» PROBLEM REQUIREMENTS
Rewrite the lines from the line with "the **table lamp**?" to the line with "371 101 L 354", putting "desk lamp" in place of "table lamp" and leaving everything else unchanged.

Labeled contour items
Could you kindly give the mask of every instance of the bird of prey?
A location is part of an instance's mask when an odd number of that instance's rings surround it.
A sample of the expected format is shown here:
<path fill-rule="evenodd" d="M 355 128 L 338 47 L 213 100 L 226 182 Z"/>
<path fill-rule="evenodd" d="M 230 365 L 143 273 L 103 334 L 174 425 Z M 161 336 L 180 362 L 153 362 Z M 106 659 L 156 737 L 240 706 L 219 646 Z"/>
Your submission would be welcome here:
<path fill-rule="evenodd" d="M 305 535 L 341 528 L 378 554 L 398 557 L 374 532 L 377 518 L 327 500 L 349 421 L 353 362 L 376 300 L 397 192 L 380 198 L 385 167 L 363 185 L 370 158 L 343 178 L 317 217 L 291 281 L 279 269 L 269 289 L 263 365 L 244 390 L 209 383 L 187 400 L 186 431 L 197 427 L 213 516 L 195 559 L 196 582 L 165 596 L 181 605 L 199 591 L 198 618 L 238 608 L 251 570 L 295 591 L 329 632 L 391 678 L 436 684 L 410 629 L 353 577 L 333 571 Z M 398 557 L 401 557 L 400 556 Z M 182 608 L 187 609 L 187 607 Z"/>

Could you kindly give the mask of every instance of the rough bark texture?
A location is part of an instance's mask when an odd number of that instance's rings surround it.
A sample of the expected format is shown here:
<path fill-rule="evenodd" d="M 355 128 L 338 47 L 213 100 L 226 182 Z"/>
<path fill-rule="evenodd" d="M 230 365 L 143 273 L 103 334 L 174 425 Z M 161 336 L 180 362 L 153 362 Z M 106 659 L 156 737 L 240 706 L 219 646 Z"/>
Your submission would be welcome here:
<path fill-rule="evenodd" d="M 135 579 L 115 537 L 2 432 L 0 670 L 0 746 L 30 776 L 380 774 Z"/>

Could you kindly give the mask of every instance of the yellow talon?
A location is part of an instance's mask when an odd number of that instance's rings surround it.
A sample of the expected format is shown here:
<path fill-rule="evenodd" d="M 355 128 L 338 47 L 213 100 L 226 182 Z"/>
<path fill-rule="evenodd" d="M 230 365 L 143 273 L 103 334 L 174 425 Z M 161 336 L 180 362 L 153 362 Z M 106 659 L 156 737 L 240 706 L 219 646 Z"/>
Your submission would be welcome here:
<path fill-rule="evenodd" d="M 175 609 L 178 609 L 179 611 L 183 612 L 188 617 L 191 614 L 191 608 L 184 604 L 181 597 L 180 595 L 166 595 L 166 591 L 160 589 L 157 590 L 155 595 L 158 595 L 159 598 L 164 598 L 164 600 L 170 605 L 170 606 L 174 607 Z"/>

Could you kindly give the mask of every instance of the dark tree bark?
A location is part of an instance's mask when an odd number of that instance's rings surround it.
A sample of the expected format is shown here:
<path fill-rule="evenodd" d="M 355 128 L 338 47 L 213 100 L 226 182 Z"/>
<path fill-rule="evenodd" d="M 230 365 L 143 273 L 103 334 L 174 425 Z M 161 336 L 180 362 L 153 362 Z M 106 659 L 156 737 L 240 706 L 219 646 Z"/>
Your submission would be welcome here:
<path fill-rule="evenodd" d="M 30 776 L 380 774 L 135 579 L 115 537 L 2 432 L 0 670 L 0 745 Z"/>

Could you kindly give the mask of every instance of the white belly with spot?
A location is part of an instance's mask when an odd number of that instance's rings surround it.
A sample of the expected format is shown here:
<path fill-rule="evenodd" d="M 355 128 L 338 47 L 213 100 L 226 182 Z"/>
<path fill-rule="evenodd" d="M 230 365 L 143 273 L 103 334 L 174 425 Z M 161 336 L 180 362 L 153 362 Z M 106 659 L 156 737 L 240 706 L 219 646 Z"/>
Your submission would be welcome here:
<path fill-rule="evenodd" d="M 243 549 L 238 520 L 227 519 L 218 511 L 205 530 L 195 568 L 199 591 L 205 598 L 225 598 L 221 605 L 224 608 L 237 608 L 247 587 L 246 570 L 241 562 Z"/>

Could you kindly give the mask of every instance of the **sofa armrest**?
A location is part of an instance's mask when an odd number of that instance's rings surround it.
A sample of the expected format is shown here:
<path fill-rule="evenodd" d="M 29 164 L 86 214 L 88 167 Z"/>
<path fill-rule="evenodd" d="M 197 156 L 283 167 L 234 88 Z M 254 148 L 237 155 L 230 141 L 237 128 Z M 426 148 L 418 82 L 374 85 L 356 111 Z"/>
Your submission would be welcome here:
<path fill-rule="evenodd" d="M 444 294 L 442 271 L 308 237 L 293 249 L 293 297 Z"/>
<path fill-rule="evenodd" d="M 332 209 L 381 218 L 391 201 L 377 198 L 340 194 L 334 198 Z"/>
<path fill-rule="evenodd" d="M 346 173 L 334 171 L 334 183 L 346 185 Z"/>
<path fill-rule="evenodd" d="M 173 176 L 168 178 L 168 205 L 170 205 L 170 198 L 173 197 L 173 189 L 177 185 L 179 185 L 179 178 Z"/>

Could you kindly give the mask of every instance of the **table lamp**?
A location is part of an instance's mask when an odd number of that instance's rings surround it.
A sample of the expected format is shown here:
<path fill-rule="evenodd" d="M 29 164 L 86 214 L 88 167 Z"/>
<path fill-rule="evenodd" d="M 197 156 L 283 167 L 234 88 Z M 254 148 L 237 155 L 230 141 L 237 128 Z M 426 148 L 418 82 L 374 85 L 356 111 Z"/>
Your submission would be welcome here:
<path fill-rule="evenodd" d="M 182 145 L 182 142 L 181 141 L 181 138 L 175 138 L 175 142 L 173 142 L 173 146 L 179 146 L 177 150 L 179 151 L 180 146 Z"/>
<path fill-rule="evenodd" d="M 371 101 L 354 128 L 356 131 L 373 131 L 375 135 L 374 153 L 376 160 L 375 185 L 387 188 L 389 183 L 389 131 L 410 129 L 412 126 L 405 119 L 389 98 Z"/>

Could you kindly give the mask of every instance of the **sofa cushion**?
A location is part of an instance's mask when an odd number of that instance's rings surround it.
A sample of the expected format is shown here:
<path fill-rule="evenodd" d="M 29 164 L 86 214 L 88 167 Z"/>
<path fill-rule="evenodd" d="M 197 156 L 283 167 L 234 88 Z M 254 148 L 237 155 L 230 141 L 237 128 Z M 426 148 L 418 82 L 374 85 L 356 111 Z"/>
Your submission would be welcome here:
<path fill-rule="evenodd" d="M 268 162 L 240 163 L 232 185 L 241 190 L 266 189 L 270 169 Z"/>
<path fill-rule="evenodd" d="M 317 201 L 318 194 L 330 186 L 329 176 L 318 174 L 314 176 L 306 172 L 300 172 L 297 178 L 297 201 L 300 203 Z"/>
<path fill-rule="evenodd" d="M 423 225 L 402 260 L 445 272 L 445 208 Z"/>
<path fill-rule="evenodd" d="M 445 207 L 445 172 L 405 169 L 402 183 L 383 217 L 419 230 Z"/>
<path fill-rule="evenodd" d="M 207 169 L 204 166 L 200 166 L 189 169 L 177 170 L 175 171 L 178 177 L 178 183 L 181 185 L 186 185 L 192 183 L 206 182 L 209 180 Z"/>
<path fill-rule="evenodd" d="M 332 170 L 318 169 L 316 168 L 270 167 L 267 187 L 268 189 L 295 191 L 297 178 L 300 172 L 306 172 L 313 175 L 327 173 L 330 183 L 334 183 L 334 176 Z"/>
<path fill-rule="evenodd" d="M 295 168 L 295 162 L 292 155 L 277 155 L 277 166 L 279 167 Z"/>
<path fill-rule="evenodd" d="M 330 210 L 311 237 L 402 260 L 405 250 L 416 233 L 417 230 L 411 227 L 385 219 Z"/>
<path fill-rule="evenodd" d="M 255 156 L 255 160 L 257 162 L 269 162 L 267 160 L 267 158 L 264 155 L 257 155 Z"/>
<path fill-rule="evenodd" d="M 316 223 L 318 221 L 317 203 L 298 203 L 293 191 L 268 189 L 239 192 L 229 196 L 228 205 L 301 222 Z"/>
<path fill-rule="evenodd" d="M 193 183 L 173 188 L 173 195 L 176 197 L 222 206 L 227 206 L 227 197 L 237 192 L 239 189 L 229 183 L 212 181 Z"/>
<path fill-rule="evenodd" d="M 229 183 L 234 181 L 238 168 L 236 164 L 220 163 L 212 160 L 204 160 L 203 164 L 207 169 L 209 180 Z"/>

» THE SOLUTION
Could you kindly give the mask of every instance of the **desk lamp**?
A location is part of an instance's mask when an odd number of that instance's rings surround it.
A sample of the expected format is shown here:
<path fill-rule="evenodd" d="M 29 164 L 86 214 L 88 167 Z"/>
<path fill-rule="evenodd" d="M 197 156 L 283 167 L 234 88 Z M 254 148 L 237 155 L 230 141 L 237 128 Z M 426 148 L 418 82 L 374 85 L 356 111 Z"/>
Your submission would be welcome here:
<path fill-rule="evenodd" d="M 182 145 L 182 142 L 181 141 L 181 138 L 175 138 L 175 142 L 173 142 L 173 146 L 179 146 L 177 150 L 179 151 L 180 146 Z"/>
<path fill-rule="evenodd" d="M 371 101 L 354 128 L 356 131 L 373 131 L 375 135 L 374 153 L 376 160 L 375 185 L 387 188 L 389 183 L 389 131 L 410 129 L 412 126 L 405 119 L 389 98 Z"/>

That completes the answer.